:: O que se pede ::
#1 Responda com base no texto sobre Giotto Bizzarrini:
(a) Em que cidade ele nasceu?
(b) Em que ano se formou na Universidade de Pisa?
(c) Em qual esportivo da Alfa Romeo ele deixou seus traços?
#2 Reescreva o trecho do texto sobre Giotto Bizzarrini que vai de "A década de 40, devido" até "a ser conhecido.", inclusive, trocando "motores quentes e potentes" por "motores velozes e potentes".

:: Texto fornecido ::
******************************

Um engenheiro em nome da arte

 

Quem pensa que os super carros são recentes está redondamente enganado. Desde os primórdios dos automóveis já haviam fabricantes que lutavam para tirar mais potência fazendo o diferencial no seu produto. Tanto nos Estados Unidos quanto na velha Europa marcas que hoje são pouco conhecidas ou ressuscitaram sempre se distinguiram pela alta performance e pela beleza e arrojo de suas carrocerias.

Na década de 20 marcas como a Bentley, Bugatti, Mercedes, Maserati, Maybach, Auto Union e Duesenberg faziam carros que eram verdadeiros desafios para serem guiados. Juntavam-se a eles nesta década Delage, Avion Voisin, Delahaye só para citar alguns.

A década de 40, devido ao conflito bélico mundial muitas delas fecharam e outras nasceram.

Nos anos 50 marcas como Ferrari, Porsche e Jaguar começaram a escrever seus nomes nesta corrida contra a velocidade. Foi nestes anos de motores quentes e potentes que o nome do italiano Giotto Bizzarrini começava a ser conhecido.

Nascido em Livorno na bela região da Toscana em 6 de junho de 1926, era filho de um engenheiro mecânico e neto de um biólogo muito reputado. Em sua infância era um apaixonado pelo futebol, mas após a Guerra, estudou na Universidade de Pisa e formou-se em 1953 na mesma graduação que seu pai. Logo se tornou um apaixonado por carros e por mecânica e começou sua vida profissional dando aulas na universidade.

Em agosto do ano seguinte fora contratado pela Alfa Romeo que o observava com grande esperança. Fez ótimos trabalhos, mostrou competência e teve participação importante no desenvolvimento de motores e chassis. Deixou seus traços no pequeno e belo esportivo Giulietta (abaixo)  que fez enorme sucesso por vários anos no continente europeu.

Ficou com o nome conhecido na pequena Itália e foi fisgado por Enzo Ferrari em breve entrevista. Teria trabalho duro pela frente já que caberia a Giotto desenvolver bons carros de corrida já que a concorrência estava trazendo muita dor de cabeça ao Comendador que estava concentrado no Campeonato Mundial de Marcas. Fazia muito sucesso nas pistas o Jaguar D, o Aston Martin DB3, o AC Bristol, o Lotus Climax e o Porsche 550.

O desenvolvimento começou sendo que o jovem engenheiro de 31 anos desenhava, ajudava a produzir e montar carroceria, chassi e motor. O mandatário da empresa de Maranello não poupava seus funcionários e vários trabalhavam muitas horas por dia e até fins de semana. Giotto também testava os carros já que tinha habilidade de piloto de testes.

******************************

(Registros de rotulagem de locais)

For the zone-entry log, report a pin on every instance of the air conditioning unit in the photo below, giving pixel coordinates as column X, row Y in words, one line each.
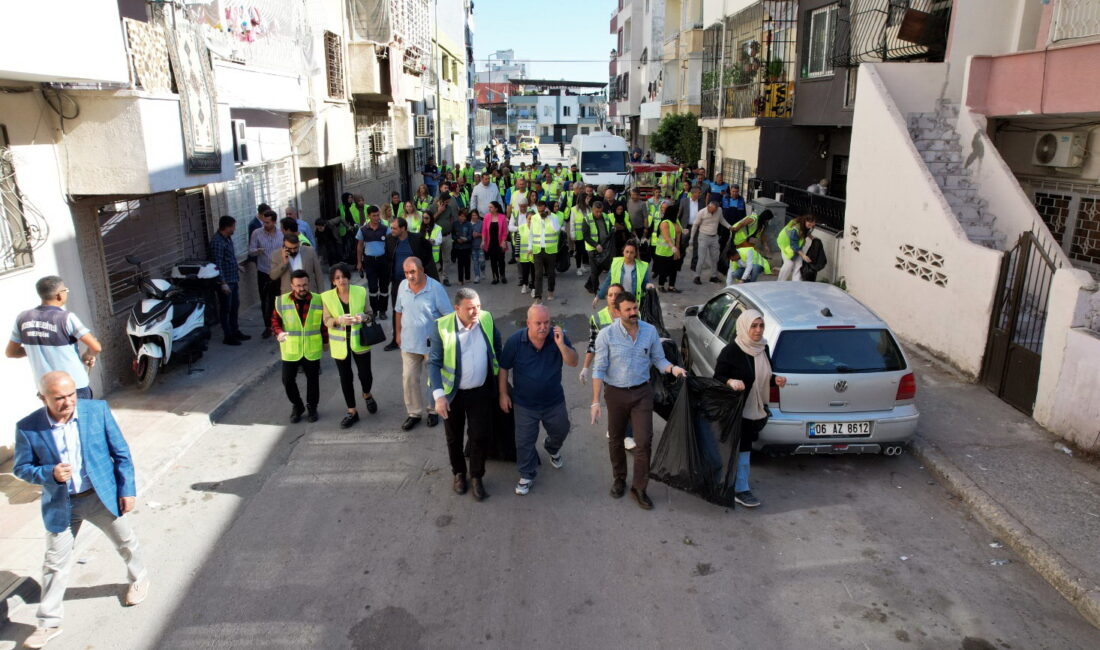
column 377, row 143
column 1059, row 149
column 240, row 146
column 422, row 127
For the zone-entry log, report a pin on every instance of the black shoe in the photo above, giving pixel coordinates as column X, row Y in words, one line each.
column 477, row 489
column 642, row 499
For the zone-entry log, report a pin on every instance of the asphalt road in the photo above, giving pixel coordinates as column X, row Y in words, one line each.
column 268, row 535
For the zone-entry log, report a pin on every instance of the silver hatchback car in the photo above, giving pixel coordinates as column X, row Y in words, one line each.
column 849, row 387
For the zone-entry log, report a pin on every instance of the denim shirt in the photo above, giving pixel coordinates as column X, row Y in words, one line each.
column 624, row 362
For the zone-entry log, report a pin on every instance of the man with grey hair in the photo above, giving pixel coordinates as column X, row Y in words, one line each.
column 47, row 337
column 465, row 346
column 420, row 301
column 74, row 449
column 538, row 396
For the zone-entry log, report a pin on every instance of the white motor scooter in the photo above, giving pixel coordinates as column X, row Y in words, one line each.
column 169, row 321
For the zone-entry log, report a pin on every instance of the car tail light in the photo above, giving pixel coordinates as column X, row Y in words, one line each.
column 906, row 389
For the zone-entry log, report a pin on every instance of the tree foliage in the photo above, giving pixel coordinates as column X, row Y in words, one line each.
column 679, row 136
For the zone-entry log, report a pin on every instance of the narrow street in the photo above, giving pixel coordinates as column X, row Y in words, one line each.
column 268, row 535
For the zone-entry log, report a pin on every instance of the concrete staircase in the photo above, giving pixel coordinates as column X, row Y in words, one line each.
column 938, row 142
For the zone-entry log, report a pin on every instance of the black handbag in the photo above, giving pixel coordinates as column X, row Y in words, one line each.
column 370, row 333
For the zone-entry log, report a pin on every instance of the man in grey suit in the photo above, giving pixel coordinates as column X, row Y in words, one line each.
column 292, row 257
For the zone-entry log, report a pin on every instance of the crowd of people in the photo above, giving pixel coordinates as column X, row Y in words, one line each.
column 540, row 219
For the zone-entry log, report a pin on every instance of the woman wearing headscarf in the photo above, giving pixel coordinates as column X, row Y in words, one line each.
column 744, row 365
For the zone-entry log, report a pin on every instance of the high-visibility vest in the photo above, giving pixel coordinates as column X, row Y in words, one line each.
column 747, row 231
column 661, row 248
column 525, row 242
column 543, row 235
column 436, row 232
column 639, row 274
column 338, row 335
column 303, row 339
column 576, row 217
column 784, row 239
column 601, row 319
column 594, row 230
column 448, row 334
column 355, row 216
column 751, row 256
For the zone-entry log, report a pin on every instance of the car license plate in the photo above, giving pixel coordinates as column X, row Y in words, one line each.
column 831, row 429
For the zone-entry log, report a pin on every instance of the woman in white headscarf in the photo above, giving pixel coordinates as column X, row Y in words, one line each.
column 744, row 365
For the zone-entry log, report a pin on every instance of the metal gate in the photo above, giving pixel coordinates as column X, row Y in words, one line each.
column 1014, row 349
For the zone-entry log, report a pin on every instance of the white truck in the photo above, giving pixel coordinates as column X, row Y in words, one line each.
column 602, row 160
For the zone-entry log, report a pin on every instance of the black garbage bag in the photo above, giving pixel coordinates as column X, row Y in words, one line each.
column 666, row 387
column 562, row 262
column 651, row 312
column 697, row 451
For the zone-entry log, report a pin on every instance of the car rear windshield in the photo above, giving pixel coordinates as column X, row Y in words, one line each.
column 594, row 162
column 818, row 352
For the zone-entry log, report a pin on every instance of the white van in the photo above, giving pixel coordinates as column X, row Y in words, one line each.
column 602, row 158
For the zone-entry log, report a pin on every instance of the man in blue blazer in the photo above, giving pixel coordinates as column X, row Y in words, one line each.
column 75, row 451
column 462, row 368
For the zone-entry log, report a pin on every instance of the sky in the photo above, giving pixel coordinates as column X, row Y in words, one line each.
column 547, row 34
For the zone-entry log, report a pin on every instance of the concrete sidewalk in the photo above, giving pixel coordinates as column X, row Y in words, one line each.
column 160, row 426
column 1034, row 494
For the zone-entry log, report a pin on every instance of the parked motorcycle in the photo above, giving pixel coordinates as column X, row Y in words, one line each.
column 171, row 320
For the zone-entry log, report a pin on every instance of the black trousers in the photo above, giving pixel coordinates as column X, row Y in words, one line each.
column 377, row 282
column 266, row 292
column 545, row 267
column 462, row 261
column 312, row 370
column 347, row 381
column 496, row 262
column 473, row 407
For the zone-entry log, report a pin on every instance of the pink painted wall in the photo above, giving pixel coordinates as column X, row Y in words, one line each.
column 1044, row 81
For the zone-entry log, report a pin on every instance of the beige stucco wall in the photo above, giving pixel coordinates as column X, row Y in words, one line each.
column 897, row 215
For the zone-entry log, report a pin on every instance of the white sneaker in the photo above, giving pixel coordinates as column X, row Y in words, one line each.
column 41, row 637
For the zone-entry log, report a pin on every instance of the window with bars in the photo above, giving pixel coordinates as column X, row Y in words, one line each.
column 14, row 243
column 333, row 65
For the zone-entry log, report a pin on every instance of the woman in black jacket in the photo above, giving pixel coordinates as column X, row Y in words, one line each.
column 744, row 365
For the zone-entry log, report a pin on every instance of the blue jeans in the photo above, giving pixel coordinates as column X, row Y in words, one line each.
column 554, row 419
column 229, row 305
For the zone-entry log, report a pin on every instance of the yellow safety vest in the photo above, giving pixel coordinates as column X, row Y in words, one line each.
column 301, row 339
column 639, row 274
column 338, row 335
column 784, row 239
column 543, row 235
column 448, row 334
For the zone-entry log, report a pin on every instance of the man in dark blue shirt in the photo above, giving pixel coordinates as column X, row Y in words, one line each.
column 538, row 397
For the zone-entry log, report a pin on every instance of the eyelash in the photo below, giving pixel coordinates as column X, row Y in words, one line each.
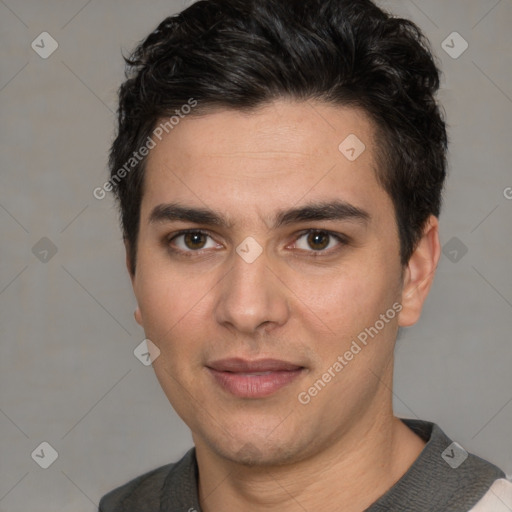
column 341, row 239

******************************

:: Soluções dos exercícios ::
#1
(a) Livorno.
(b) 1953.
(c) Giulietta.

#2
A década de 40, devido ao conflito bélico mundial muitas delas fecharam e outras nasceram.

Nos anos 50 marcas como Ferrari, Porsche e Jaguar começaram a escrever seus nomes nesta corrida contra a velocidade. Foi nestes anos de motores velozes e potentes que o nome do italiano Giotto Bizzarrini começava a ser conhecido.